Task details
Return every record below exactly as written.

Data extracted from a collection
------------------------------------------------

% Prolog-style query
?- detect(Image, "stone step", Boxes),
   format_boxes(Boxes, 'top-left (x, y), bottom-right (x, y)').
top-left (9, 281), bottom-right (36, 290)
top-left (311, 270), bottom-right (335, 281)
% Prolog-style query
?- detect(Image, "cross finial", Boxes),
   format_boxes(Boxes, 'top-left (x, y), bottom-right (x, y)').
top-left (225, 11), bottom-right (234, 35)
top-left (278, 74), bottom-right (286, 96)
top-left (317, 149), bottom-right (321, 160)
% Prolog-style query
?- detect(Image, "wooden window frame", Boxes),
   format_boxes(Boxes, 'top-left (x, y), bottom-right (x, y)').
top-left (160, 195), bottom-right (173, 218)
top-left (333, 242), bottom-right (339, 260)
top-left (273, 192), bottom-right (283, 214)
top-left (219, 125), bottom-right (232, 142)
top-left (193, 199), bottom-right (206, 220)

------------------------------------------------

Exercise solution
% Prolog-style query
?- detect(Image, "stone step", Boxes),
   format_boxes(Boxes, 'top-left (x, y), bottom-right (x, y)').
top-left (9, 281), bottom-right (36, 290)
top-left (311, 270), bottom-right (335, 281)
% Prolog-style query
?- detect(Image, "cross finial", Boxes),
   format_boxes(Boxes, 'top-left (x, y), bottom-right (x, y)').
top-left (225, 11), bottom-right (234, 35)
top-left (278, 74), bottom-right (286, 96)
top-left (317, 149), bottom-right (321, 160)
% Prolog-style query
?- detect(Image, "wooden window frame", Boxes),
   format_boxes(Boxes, 'top-left (x, y), bottom-right (x, y)').
top-left (160, 195), bottom-right (173, 218)
top-left (333, 242), bottom-right (339, 260)
top-left (273, 192), bottom-right (283, 214)
top-left (219, 125), bottom-right (232, 142)
top-left (193, 199), bottom-right (206, 220)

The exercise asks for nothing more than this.